Using Mobile Technology to Improve Health Outcomes

It takes extending the definition of social media a little further than might seem obvious, but this study shows how mobile technology can be used to enhance health care.  The study used text messages to provide educational information about a medical problem and to help improve treatment adherence.  The results of the study were positive: better adherence, strong patient satisfaction scores, and a high proportion of patients willing to continue receiving the texts.


Admittedly this is a small study and lacked a control group, it presents interesting ideas for future study.  Participants in the study found the text messages to be useful and (presumably) non-intrusive, given how many would be willing to continue receiving messages in the future.  One could imagine a medical practice where a nurse or provider could send out such messages or reminders to patients who had difficult-to-control illnesses in order to educate and promote better outcomes.


The relevance to social media is this: as of right now, privacy concerns limit the ability to use social media for patient care.  The public nature of much of this communication means that personal health information cannot be shared in this setting.  However, posting educational information via Twitter or Facebook (which patients could chose to receive via SMS or text services) would be acceptable considering they are not targeted at any one person.  Similarly, medication reminders could be generally distributed through similar means.  Meanwhile, direct text or SMS messages sent to an individual could be used to actively target care more directly.  In this model, social media allows health care professionals to educate and promote health in a  general (but still interactive) way while not impinging on private matters.


Social media has great impact in sharing information with a community and engaging in general conversations.  Adding SMS or text messages to social media communication allows health care providers to target individual patients more effectively.  If this early report bears out, then the impact of social medial and mobile technology can be substantial.

> **SUPPLIED INFORMATION**
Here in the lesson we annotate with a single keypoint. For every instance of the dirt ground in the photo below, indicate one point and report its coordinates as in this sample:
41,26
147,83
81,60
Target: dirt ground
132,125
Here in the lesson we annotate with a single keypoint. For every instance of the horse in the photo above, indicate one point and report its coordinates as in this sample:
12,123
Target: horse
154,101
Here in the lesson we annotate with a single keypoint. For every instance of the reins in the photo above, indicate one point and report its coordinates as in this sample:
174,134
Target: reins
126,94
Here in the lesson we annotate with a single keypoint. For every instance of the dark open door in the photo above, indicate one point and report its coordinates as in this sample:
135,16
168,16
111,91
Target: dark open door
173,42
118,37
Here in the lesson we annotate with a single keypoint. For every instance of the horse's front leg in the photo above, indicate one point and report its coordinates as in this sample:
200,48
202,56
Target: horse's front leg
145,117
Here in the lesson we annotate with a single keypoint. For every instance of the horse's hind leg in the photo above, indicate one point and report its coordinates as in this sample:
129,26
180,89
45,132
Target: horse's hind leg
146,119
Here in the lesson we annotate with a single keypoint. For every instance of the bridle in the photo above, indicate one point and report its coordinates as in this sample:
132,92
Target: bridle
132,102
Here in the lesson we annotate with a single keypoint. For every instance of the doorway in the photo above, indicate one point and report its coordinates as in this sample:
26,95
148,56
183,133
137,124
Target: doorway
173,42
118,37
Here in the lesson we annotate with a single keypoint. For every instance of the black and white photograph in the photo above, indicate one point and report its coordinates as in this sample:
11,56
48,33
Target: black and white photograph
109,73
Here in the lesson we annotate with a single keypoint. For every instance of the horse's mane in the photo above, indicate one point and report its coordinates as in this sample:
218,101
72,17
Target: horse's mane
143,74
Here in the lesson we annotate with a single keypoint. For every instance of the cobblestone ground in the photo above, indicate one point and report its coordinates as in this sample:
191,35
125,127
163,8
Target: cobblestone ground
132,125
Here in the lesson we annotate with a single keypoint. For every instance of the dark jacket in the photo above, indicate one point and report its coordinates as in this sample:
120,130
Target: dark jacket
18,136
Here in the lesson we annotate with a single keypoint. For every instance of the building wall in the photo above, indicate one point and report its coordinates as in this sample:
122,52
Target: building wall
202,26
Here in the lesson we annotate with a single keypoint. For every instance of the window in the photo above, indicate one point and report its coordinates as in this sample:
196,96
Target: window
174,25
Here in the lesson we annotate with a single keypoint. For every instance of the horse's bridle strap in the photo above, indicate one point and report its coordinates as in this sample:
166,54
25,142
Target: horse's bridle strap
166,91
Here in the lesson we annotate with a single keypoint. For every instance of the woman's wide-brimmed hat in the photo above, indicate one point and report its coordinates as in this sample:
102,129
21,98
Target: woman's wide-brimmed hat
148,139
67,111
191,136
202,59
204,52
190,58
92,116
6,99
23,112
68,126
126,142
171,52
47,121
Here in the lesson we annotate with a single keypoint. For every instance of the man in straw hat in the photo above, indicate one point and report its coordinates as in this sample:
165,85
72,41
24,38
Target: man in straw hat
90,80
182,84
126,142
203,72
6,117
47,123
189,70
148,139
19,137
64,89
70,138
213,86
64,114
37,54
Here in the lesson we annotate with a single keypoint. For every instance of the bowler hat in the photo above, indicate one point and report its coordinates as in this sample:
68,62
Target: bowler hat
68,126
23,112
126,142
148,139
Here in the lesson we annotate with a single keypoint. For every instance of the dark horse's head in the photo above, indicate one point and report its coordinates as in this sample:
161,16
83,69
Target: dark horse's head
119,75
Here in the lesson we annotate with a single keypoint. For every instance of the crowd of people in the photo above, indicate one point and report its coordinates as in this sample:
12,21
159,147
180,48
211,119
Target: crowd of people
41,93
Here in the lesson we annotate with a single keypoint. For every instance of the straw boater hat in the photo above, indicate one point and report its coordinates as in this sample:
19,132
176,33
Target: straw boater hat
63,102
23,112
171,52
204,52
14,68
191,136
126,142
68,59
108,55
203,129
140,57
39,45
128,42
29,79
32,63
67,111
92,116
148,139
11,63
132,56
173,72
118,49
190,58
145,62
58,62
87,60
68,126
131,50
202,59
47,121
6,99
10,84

> **WHAT THIS EXERCISE ASKS**
**1)** Return the passage of the text on mobile technology and health care between "Social media has" and "can be substantial.", inclusive.
**2)** According to the text on mobile technology and health care, what currently limits the use of social media for patient care?

> **PER-TASK ANSWERS**
**1)**
Social media has great impact in sharing information with a community and engaging in general conversations.  Adding SMS or text messages to social media communication allows health care providers to target individual patients more effectively.  If this early report bears out, then the impact of social medial and mobile technology can be substantial.

**2)** Privacy concerns.